→ EXERCICES ET CONSIGNES
[1] Recopiez à l'identique le passage de l'extrait sur la contestation de paternité qui commence aux mots « Suivant conclusions en » et s'arrête après « sur les dépens. ».
[2] D'après l'extrait sur la contestation de paternité, à quelle date les conclusions de Mme [D] [I] ont-elles été signifiées au défendeur non constitué ?
[3] Reprenez la rédaction de l'extrait sur la contestation de paternité à la suite de sa dernière phrase.

Elle fait valoir qu’elle est la mère biologique de [W] ; qu’elle n’a vécu que quelques mois avec M. [B] en 2009 ; qu’elle est mariée depuis 2017 avec M. [M] et qu’ils sont les parents d’un autre enfant, [H] [W], né le [Date naissance 3] 2008 à [Localité 19] au Cameroun ; qu’au regard des conclusions du rapport d’expertise, elle sollicite, d’une part, que la paternité de M. [B] soit annulée et, d’autre part, qu’il soit dit que la reconnaissance souscrite par M. [M] produira ses effets.
Suivant conclusions en ouverture de rapport notifiées par la voie électronique le 7 juin 2024 et signifiées au défendeur non constitué le 19 juin 2024, Mme [D] [I], ès qualités d’administrateur ad hoc de l’enfant, demande au tribunal de :
– dire que M. [B] n’est pas le père de [W] ;
– annuler la reconnaissance souscrite par M. [B] à l’égard de cette enfant ;
– ordonner la transcription des mentions du jugement à intervenir en marge de l’acte de reconnaissance annulé et de l’acte de naissance de l’enfant ;
– statuer ce que de droit sur les dépens.

→ EXTRAITS DE DONNÉES

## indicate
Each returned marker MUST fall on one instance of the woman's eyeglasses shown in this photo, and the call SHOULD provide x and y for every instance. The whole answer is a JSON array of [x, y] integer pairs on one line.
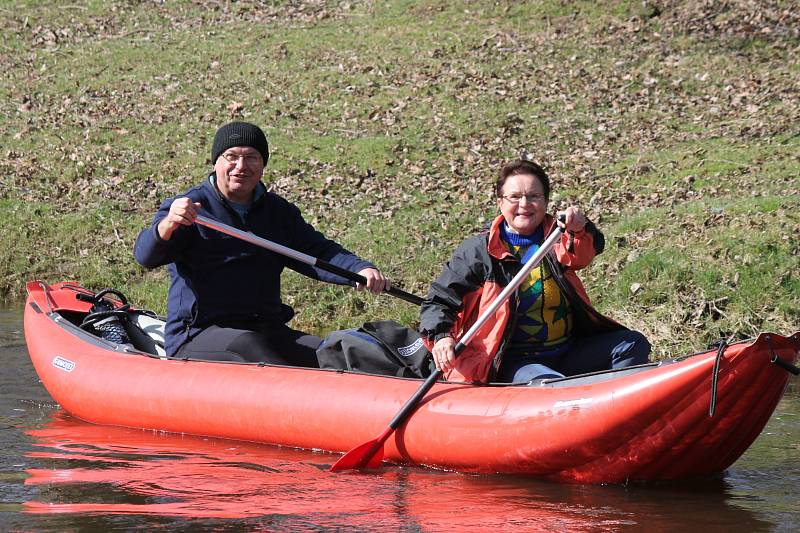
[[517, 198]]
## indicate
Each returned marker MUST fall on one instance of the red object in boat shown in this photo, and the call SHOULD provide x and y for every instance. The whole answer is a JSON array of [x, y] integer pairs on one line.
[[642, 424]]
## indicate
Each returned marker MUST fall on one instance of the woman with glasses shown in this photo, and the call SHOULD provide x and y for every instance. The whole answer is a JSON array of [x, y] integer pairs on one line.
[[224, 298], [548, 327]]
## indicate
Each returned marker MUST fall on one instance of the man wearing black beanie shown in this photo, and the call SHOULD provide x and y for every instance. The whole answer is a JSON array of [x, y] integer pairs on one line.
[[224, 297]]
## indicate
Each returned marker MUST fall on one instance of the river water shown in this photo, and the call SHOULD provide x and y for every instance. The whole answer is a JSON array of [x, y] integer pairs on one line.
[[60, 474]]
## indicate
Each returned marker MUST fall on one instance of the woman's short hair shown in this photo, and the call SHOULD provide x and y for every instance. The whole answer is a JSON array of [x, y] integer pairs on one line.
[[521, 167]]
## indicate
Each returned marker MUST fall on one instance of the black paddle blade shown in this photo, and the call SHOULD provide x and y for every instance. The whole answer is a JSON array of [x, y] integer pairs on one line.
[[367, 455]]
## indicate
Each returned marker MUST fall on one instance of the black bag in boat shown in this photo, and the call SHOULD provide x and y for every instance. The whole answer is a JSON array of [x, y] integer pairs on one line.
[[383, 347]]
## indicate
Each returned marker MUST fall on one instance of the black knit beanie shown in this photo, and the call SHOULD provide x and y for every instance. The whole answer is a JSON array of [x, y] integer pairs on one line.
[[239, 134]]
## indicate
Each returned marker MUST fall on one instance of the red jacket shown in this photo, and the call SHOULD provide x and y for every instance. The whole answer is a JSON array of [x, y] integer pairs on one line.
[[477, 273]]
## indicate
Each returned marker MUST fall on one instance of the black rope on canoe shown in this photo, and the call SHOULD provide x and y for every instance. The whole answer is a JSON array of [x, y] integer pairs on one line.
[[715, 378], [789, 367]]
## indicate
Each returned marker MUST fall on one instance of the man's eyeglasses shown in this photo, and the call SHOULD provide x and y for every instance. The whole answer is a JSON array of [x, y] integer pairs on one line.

---

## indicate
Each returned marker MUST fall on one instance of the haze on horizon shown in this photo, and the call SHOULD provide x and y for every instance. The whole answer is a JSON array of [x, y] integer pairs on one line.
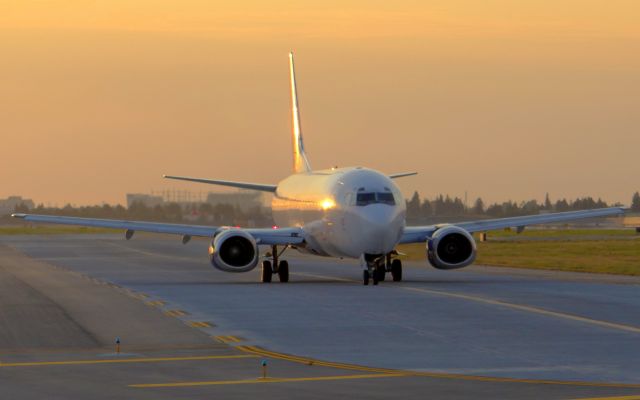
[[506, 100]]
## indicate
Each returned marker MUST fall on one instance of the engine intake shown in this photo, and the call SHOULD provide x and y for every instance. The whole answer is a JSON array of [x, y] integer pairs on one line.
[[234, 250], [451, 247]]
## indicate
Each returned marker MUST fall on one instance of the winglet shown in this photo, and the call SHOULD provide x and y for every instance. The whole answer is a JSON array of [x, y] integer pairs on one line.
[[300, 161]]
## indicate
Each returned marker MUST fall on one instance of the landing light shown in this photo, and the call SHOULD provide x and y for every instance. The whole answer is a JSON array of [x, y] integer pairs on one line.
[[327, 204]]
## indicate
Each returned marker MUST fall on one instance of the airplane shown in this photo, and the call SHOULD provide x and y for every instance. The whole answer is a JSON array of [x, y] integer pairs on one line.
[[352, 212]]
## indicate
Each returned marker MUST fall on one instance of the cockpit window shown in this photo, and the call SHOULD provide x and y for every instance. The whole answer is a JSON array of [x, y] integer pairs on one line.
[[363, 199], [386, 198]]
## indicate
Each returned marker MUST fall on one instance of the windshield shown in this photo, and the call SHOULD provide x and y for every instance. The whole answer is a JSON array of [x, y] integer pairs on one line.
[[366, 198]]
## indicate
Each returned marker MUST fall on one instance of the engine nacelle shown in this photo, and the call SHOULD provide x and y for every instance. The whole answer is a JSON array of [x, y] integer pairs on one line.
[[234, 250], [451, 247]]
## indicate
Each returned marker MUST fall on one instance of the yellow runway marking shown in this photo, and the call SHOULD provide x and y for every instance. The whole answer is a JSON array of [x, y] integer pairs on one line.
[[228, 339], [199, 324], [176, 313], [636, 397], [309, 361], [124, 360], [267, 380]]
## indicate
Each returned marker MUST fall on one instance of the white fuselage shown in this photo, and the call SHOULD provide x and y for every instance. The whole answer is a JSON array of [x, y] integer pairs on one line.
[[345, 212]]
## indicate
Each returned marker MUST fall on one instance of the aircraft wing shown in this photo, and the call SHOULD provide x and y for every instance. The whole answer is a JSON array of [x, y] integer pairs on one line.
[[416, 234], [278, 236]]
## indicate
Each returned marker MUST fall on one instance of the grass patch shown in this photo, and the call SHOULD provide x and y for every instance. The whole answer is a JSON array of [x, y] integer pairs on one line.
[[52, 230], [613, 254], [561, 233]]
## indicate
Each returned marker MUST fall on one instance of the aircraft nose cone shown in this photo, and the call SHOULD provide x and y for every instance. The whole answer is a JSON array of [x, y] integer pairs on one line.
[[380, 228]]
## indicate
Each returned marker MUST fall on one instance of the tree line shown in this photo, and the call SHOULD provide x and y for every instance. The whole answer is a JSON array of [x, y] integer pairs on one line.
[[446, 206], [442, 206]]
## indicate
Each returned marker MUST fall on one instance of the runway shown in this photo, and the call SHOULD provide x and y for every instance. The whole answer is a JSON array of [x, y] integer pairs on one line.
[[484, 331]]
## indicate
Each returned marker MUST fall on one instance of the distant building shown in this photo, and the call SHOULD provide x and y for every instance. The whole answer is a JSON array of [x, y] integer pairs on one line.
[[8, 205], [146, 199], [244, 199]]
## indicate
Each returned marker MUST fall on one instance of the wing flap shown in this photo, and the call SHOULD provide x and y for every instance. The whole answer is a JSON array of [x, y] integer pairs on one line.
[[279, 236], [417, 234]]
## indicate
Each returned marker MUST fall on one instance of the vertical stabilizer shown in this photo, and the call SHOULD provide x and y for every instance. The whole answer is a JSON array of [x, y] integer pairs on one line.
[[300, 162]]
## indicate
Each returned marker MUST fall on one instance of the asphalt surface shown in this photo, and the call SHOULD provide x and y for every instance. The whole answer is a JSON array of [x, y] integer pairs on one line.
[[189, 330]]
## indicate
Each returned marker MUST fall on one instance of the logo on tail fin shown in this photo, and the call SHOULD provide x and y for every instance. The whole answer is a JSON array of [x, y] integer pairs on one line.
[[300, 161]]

==

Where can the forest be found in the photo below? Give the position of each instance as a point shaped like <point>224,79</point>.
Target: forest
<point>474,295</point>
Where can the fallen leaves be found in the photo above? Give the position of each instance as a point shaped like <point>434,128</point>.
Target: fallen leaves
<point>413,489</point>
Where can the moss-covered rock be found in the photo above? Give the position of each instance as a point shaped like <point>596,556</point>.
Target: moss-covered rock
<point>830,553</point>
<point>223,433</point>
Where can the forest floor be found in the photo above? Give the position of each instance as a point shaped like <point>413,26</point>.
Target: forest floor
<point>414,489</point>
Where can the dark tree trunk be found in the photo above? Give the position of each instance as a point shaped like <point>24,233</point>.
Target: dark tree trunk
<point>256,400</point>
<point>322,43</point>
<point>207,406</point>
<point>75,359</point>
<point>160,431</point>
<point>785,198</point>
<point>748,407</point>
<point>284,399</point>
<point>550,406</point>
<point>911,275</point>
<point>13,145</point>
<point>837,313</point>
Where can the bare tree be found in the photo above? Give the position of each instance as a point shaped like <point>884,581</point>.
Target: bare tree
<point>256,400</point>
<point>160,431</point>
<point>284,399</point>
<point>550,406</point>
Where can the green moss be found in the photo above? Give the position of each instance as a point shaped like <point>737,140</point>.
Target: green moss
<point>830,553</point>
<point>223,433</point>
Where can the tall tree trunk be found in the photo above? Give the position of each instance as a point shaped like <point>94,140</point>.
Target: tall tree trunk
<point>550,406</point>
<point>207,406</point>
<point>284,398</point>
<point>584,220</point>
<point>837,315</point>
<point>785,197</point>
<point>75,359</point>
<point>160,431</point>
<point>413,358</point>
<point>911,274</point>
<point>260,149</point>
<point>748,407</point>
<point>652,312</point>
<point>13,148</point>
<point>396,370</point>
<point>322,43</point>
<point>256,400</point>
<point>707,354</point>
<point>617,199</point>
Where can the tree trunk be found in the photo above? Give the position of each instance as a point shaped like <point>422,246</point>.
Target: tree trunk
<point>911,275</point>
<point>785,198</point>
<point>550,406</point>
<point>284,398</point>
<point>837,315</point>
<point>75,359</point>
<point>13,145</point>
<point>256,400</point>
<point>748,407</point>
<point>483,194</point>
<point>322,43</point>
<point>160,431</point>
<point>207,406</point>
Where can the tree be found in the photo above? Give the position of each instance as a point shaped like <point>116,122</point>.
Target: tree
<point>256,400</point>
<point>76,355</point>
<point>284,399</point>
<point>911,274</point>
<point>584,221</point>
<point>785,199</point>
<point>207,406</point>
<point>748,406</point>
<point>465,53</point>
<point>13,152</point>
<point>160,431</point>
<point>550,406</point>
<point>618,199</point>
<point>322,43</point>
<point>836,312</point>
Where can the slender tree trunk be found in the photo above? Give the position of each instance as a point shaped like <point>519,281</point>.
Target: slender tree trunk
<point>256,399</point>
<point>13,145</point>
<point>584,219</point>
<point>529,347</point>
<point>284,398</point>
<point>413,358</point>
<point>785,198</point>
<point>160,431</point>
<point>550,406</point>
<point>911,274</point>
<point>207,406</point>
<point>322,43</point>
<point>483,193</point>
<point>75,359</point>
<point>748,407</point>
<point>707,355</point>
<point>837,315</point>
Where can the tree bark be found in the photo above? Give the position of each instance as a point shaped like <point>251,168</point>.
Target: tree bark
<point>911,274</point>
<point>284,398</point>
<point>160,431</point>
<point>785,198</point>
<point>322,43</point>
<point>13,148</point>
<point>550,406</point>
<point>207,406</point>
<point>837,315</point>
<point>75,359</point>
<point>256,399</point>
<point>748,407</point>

→ RÉPONSES AUX CONSIGNES
[1]
Suivant conclusions en ouverture de rapport notifiées par la voie électronique le 7 juin 2024 et signifiées au défendeur non constitué le 19 juin 2024, Mme [D] [I], ès qualités d’administrateur ad hoc de l’enfant, demande au tribunal de :
– dire que M. [B] n’est pas le père de [W] ;
– annuler la reconnaissance souscrite par M. [B] à l’égard de cette enfant ;
– ordonner la transcription des mentions du jugement à intervenir en marge de l’acte de reconnaissance annulé et de l’acte de naissance de l’enfant ;
– statuer ce que de droit sur les dépens.

[2] Le 19 juin 2024.

[3]
Elle rappelle que l’enfant a été informée par ses soins de son droit à être entendue et que celle-ci n’a pas souhaité l’être ; que M. [B] ne s’est pas présenté aux opérations d’expertise qui conclut que M. [M] a 99,99 % de chances d’être le père de l’enfant ; qu’au vu de ces résultats, il est désormais scientifiquement établi que M. [B] n’est pas le père de [W] et qu’il convient d’annuler sa paternité ; que M. [M] est manifestement le père de l’enfant qu’il a d’ores et déjà reconnue selon déclaration souscrite le 8 octobre 2019 à la mairie de [Localité 17] ; que cette reconnaissance a vocation à produire ses effets et qu’il lui appartiendra de la faire porter en marge de l’acte de naissance de l’enfant à la suite de la transcription du jugement à intervenir ; que les parents pourront le cas échéant, selon les règles fixées à l’article 311-23 du code civil, changer le nom de leur enfant au moment de la mention de la reconnaissance, ou durant toute la minorité de celle-ci.
M. [B], cité par acte d’huissier de justice du 06 janvier 2020 donnant lieu à l’établissement d’un procès-verbal de recherches infructueuses, n’a pas constitué avocat.
Le ministère public, à qui l’affaire a été communiquée conformément aux dispositions de l’article 425 1° du code de procédure civile, n’a pas formulé d’observations.
La clôture a été prononcée le 8 octobre 2024 et l’affaire a été appelée à l’audience du 12 novembre 2024 pour être plaidée, puis mise en délibéré au 26 novembre 2024.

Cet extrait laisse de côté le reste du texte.